• **Directions for this task**:
Between the line containing "the rocky mountain" and the line containing "the low bush" lies a run of lines; give that run again exactly, with both of those lines, and nothing else from the entries below.

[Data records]

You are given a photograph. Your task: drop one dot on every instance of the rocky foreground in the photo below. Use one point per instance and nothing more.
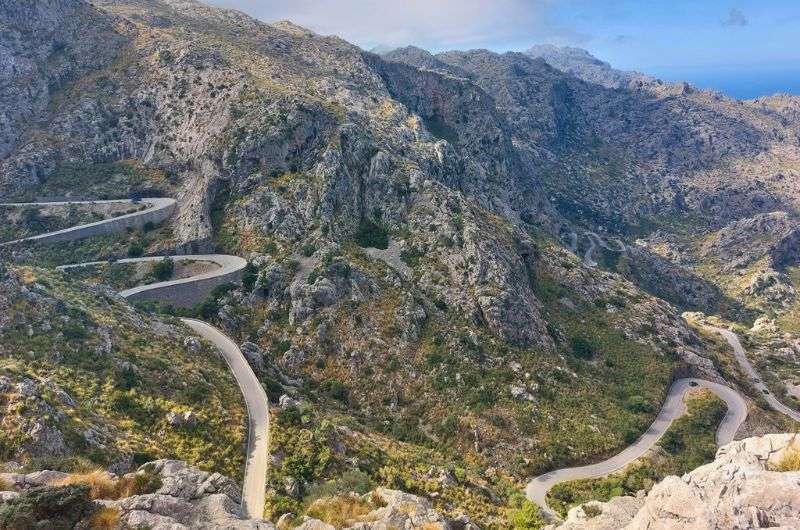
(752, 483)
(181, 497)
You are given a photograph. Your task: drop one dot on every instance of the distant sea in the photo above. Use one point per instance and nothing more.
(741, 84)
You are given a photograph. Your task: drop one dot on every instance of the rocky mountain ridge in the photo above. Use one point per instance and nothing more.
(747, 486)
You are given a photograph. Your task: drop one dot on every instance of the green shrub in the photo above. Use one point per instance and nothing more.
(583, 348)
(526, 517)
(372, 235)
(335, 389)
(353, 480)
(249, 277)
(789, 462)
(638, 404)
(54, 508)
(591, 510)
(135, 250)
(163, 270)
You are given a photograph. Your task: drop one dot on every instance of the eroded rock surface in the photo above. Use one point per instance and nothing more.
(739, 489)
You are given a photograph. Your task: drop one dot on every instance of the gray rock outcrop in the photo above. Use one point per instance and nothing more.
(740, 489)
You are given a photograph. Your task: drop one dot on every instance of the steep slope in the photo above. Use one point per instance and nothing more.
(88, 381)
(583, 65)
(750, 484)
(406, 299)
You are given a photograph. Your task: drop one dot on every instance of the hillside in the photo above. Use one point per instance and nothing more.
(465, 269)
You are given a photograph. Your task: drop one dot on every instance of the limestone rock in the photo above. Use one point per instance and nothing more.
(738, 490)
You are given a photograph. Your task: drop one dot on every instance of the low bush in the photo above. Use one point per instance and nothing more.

...

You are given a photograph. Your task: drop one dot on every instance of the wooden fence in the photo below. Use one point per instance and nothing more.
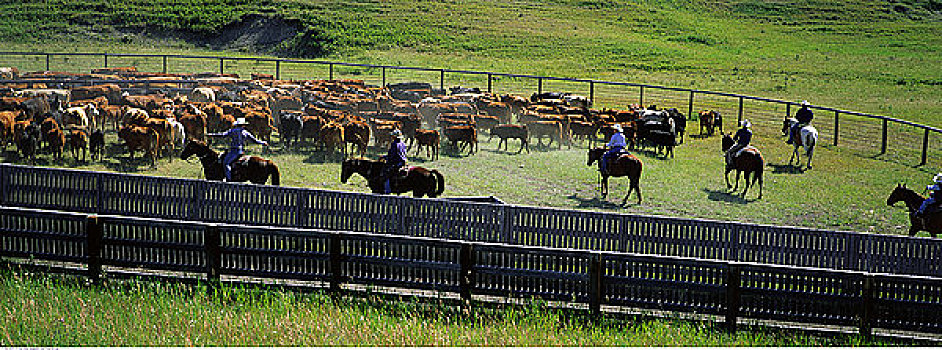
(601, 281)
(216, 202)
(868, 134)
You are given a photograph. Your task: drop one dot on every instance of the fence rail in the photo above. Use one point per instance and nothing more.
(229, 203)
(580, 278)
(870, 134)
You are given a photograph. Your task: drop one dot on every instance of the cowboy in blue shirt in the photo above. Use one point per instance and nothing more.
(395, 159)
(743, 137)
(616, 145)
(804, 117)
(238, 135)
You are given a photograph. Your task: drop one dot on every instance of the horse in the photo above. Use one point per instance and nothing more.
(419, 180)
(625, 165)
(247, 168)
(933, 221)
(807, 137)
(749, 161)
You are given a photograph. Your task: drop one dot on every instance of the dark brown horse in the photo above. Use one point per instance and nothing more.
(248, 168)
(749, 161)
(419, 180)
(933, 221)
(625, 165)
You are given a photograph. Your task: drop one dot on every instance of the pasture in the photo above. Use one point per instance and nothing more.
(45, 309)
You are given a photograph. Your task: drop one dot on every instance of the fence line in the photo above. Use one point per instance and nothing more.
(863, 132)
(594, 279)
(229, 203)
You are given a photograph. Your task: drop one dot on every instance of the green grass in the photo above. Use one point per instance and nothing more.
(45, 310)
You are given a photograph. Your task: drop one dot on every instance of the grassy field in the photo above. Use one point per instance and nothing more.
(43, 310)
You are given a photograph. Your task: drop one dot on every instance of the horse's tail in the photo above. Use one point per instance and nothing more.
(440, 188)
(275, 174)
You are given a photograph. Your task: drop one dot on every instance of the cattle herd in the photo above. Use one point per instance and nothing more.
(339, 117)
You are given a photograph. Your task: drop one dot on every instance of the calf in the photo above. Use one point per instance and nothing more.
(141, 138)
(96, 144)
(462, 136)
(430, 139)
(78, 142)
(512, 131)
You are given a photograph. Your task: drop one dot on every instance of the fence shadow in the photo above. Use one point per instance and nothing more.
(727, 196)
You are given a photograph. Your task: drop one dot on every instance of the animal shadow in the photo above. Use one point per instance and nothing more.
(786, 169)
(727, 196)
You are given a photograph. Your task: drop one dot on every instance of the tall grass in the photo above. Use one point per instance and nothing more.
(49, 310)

• **Task output**:
You are given a photograph. Your task: drop one dot on every instance of the rocky mountain ridge in the photo above. Use one point per instance and nothing more.
(747, 486)
You are given a photograph. Your task: drop one dot on every instance of the green shrub in the photo above. Use one point per instance and nothing more.
(583, 348)
(526, 517)
(372, 235)
(335, 389)
(353, 480)
(249, 277)
(789, 462)
(638, 404)
(54, 508)
(591, 510)
(135, 250)
(163, 270)
You are given a photograph. Your task: drop one dot on every instance of the eroded rock surface in the photo above. Use one point per instance and nothing more.
(739, 489)
You are given a photograph. Your task: drop one dot on every instance of the gray rock outcrop in the photo above. Use one point per instance and nothing more.
(740, 489)
You are given a photograph. Your task: drop one dot on every instance of the steep slope in the photo above. Use one point per instance and nothing more.
(88, 381)
(583, 65)
(750, 484)
(406, 299)
You are given a photograph. Your task: drop one dot on every instance of the hillside in the photo above. Use one point per instance and nothing more.
(465, 269)
You are given a photograph. Your task: drop one dot on every instance of the limestone rock in the photo above. Use one point per instance and nothing more.
(738, 490)
You are given a photograph. Your task: drop one dot on every instance of the low bush in the photo above. Use one point per instance and nothing more.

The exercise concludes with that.